• **提示文**
4月11日、公明党の山口那津男代表は党首討論で、社会保障と税の一体改革などをめぐって、野田佳彦首相と論戦を交わしました。山口代表は、民主党が主張する年金抜本改革関連法案が先送りされていることなどから、一体改革は「説得力がなく、社会保障が置き去りの増税先行法案」と批判。さらに、反対論がくすぶる民主党内をまとめ切れない首相のリーダーシップを問いただしました。
 討論の冒頭、山口代表は、消費税増税法案が先月30日に提出されたものの、「いまだに与党側から、どう審議するのか、全く相談がない。審議方針を早く政府・与党で決断して示してもらいたい」と要請。公明党は“増税先行法案”の問題点を国会審議で堂々と議論していく考えを示すとともに、同法案について「首相が早期成立を言うならば、4月中に審議入りさせるというリーダーシップを示すべきだ」と強調しました。
 さらに、民主党内で反対論がくすぶる中で、首相が今国会成立に「政治生命を懸ける」と発言していることを踏まえ、「否決されるか、採決できずに会期末を迎えることになれば、しかるべき決断をする覚悟があるのか」と質しました。
 これに対して首相は「政治家としての集大成の思いを込めて表現した。そういう覚悟であることは理解してもらいたい」と述べました。
 また、山口代表は、政府が「社会保障と税の一体改革」と言っても、社会保障の全体像が示されず、民主党の主張する年金抜本改革の法案提出が先送りされていることなどから、「説得力がない」と厳しく批判。その上で、「(年金)抜本改革の具体案を示すのか、取り下げるのか。後期高齢者医療制度を廃止して見直すと言うが、いまだに提案の見通しが立たないのをどうするのか」と迫りました。

• **課題**
党首討論を伝える記事を、最後の文のあとから引き継いで書くこと。 以下の行は、この作業には一切関係しない。

• **確認用データ**

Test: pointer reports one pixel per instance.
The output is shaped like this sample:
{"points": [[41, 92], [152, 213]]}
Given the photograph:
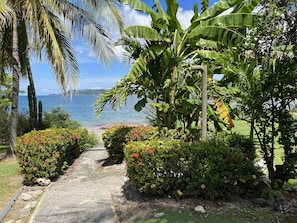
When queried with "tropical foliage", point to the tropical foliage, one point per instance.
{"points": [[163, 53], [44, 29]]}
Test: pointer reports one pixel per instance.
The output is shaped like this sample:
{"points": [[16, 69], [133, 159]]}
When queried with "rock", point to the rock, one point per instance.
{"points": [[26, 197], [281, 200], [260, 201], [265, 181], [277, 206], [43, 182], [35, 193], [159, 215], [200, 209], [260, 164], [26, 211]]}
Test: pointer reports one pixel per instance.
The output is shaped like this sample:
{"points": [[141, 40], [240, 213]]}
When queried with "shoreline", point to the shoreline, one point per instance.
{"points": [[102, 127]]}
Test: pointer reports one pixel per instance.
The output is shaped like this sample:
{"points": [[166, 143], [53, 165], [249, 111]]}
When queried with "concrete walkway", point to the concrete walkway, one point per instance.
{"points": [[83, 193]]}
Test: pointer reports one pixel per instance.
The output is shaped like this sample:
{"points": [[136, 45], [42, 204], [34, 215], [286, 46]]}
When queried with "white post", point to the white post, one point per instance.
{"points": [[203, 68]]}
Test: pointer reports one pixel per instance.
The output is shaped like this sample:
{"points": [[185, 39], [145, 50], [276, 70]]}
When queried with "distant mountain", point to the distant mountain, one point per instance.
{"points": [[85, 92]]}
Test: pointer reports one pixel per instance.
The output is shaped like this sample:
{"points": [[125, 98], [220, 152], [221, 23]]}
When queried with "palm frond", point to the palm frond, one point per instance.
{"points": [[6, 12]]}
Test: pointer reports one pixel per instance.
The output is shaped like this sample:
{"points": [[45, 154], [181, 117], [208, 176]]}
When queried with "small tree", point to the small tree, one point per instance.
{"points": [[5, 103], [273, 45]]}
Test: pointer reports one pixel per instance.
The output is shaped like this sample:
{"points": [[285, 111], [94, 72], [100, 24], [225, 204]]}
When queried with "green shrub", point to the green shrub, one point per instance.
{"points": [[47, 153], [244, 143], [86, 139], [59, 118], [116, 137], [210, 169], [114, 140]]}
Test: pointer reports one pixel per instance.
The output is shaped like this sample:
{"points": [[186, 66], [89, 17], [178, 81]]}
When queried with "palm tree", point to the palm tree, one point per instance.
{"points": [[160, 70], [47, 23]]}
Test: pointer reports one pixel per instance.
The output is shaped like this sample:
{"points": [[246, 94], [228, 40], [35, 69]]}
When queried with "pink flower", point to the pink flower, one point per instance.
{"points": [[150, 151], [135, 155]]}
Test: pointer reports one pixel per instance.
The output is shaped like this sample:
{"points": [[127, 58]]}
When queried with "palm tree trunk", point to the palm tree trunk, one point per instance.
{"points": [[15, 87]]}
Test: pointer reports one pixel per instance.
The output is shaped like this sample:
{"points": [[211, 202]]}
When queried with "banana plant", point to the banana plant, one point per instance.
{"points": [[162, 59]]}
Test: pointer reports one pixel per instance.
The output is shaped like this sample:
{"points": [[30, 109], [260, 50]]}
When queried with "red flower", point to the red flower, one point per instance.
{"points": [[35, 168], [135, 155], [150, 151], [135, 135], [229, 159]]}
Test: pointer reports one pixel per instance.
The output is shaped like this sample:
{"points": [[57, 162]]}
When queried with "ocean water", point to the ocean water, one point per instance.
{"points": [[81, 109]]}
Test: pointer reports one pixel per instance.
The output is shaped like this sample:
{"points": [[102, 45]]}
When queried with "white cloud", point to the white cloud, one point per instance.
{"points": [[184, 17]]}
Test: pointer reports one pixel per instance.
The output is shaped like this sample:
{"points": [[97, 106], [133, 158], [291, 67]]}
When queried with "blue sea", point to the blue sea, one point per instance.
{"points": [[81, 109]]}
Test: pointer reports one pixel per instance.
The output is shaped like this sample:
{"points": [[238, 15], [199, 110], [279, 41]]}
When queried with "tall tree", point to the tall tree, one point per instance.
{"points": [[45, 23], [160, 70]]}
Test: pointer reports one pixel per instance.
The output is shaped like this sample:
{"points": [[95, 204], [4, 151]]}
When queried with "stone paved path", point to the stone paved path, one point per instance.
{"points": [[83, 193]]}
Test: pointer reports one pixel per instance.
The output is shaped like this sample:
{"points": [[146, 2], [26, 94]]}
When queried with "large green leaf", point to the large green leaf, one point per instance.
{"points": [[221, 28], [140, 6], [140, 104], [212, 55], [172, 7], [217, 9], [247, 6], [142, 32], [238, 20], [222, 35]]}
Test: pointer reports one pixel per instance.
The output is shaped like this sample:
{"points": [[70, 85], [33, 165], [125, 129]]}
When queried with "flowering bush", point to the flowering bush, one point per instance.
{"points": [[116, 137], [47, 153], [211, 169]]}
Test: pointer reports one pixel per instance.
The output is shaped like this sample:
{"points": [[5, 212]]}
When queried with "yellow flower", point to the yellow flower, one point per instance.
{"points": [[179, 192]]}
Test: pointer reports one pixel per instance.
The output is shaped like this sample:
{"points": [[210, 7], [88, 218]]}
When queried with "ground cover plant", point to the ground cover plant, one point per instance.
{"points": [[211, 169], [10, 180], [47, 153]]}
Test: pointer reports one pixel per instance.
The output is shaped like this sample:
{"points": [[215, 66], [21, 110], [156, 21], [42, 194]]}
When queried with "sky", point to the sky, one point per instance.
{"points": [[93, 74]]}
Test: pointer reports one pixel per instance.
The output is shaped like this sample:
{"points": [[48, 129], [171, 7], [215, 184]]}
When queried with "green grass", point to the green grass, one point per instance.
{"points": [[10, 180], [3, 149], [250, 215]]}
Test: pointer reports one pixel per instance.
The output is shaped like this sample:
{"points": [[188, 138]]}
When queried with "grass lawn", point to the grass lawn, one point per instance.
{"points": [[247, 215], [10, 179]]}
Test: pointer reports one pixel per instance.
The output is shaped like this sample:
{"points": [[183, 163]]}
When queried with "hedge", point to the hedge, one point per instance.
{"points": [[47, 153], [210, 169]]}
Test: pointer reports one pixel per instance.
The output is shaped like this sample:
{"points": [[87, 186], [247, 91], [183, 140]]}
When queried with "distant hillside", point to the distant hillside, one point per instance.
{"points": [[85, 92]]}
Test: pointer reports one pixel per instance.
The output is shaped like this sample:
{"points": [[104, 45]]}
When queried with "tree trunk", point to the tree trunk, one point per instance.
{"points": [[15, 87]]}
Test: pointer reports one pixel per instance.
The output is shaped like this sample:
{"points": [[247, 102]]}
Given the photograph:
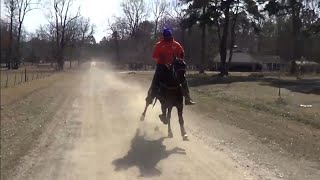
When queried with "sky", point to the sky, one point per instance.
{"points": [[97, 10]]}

...

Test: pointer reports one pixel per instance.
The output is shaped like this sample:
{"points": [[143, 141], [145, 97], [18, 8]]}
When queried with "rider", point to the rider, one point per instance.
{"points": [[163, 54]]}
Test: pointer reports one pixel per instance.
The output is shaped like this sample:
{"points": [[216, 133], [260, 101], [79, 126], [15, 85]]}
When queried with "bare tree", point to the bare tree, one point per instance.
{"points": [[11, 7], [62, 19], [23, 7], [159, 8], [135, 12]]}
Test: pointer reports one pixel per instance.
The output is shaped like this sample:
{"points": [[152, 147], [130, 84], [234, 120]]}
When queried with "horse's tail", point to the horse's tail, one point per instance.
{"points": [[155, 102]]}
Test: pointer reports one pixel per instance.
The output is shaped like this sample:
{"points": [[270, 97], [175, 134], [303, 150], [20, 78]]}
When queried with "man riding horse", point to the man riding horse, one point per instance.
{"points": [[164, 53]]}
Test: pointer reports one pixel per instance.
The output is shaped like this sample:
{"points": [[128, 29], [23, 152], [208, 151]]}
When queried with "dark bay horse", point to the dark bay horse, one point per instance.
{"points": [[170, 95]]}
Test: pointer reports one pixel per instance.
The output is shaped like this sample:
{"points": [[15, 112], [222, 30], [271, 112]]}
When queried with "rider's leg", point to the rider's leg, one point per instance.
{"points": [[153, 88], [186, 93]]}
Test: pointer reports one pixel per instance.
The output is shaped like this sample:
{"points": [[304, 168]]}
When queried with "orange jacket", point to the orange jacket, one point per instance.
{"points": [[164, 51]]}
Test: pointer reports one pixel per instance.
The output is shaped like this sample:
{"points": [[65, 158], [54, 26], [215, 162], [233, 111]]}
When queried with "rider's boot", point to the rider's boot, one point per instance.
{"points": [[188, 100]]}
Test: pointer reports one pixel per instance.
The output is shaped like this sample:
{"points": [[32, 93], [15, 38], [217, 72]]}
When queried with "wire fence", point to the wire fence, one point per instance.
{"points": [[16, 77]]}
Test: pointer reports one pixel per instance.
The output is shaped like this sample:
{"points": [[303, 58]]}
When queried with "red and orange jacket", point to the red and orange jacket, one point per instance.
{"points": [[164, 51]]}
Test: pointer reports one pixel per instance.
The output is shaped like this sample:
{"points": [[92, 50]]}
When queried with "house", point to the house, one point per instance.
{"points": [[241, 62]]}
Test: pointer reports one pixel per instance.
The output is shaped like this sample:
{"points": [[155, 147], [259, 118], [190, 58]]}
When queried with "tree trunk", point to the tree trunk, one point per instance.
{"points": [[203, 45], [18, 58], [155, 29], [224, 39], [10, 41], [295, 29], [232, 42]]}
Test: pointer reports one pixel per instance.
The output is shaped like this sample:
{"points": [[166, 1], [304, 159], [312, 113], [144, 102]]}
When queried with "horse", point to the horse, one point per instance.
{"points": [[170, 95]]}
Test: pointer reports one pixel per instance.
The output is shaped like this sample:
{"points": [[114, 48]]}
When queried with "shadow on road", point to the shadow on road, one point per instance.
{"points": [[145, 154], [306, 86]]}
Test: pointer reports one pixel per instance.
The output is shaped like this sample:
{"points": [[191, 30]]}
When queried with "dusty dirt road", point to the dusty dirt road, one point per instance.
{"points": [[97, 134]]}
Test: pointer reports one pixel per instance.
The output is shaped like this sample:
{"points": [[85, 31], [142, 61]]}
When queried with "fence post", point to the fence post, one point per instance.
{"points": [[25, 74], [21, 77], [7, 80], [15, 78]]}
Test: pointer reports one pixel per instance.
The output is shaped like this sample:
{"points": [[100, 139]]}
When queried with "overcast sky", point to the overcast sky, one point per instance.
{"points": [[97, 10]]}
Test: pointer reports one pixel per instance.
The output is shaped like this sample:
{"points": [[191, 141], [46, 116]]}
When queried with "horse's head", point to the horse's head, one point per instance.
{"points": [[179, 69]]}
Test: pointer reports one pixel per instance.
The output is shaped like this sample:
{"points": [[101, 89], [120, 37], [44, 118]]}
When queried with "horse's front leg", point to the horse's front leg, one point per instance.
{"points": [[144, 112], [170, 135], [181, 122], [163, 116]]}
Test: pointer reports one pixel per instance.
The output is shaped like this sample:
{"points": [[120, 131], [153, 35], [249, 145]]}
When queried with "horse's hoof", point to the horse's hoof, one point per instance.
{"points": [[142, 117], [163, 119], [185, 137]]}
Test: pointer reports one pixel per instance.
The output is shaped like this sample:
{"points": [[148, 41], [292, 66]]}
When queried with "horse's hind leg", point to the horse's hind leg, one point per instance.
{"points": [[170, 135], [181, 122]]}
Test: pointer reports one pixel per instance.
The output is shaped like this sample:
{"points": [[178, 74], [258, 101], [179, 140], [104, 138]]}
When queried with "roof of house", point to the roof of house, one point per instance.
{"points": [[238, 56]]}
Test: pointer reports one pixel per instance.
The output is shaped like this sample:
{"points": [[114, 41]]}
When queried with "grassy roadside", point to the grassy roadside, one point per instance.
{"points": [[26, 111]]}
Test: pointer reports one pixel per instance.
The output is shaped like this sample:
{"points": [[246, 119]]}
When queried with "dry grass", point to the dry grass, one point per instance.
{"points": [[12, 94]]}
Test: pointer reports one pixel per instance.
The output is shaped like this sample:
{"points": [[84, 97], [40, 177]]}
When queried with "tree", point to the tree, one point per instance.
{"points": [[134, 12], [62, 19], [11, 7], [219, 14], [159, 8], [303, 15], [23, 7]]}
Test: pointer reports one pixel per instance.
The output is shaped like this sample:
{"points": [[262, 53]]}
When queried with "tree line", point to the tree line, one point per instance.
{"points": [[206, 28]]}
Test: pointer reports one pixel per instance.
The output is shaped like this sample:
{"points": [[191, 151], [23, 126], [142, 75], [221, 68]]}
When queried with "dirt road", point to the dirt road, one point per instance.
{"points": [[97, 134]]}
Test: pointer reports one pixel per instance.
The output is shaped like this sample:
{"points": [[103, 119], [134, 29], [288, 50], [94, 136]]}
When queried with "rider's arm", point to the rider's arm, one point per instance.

...

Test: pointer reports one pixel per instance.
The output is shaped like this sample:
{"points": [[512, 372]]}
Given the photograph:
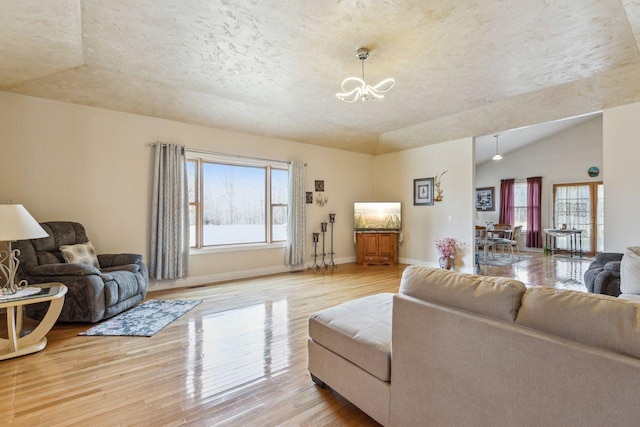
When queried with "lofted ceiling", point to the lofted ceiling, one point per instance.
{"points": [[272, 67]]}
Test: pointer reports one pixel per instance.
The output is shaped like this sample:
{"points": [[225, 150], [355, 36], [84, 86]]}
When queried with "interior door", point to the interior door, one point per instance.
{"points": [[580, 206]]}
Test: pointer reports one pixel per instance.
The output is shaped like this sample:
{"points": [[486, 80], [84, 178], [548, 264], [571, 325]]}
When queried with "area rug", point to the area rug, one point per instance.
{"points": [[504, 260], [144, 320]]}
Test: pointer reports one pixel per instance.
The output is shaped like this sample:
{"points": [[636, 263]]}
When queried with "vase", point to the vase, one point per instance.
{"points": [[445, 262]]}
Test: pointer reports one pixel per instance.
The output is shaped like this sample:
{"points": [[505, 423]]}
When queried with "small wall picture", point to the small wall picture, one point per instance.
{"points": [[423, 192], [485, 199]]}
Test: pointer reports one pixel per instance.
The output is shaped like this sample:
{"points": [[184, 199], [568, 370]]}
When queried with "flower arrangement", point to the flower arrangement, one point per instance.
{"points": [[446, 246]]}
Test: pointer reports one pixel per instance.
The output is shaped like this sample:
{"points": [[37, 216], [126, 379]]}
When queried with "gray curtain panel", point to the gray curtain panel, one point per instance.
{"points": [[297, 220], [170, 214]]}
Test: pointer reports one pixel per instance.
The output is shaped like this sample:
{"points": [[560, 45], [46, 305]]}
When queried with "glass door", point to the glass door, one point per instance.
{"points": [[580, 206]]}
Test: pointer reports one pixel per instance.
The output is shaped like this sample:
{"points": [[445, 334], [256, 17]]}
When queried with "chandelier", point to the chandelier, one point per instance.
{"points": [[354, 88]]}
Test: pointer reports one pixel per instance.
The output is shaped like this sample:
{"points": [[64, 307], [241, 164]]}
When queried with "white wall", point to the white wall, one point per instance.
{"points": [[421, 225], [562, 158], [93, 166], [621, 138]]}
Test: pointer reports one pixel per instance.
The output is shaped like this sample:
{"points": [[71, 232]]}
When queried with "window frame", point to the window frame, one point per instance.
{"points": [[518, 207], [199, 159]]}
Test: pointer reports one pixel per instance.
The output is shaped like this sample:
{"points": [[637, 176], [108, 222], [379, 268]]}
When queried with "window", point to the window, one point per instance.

• **解答**
 これに対し、首相は「全て一緒の法案提出ではないが、基本的には一体的に議論できる環境は整えることができる」と強弁しました。
 所得の低い人ほど負担が重くなる消費税の逆進性の対策に関しては、山口代表が「具体的な案が示されず、増税の数字や時期だけが突出している」と指摘すると、首相は「複数税率は考えずに、給付つき税額控除にしたい」と述べました。
 その一方で首相は、「社会保障を支える財源を公明党はどう考えているか」と逆質問。山口代表は「行政改革も、(税の)自然増収を図る経済対策も必要だ。消費税も含む税制全体の抜本改革をやるという方針は、すでに明らかにしている」と述べ、「消費税だけを上げろとは一度も言ったことがないし、消費税を否定もしていない」と明確に答えました。
 最後に、山口代表はガソリン価格高騰で運送業界や被災者の生活に影響が及んでいることを挙げ、「全国から悲鳴が上がりつつある。政府は早急に(対策に)取り組むべきだ」と強調。首相は「早急に取り組みたい」と応じました。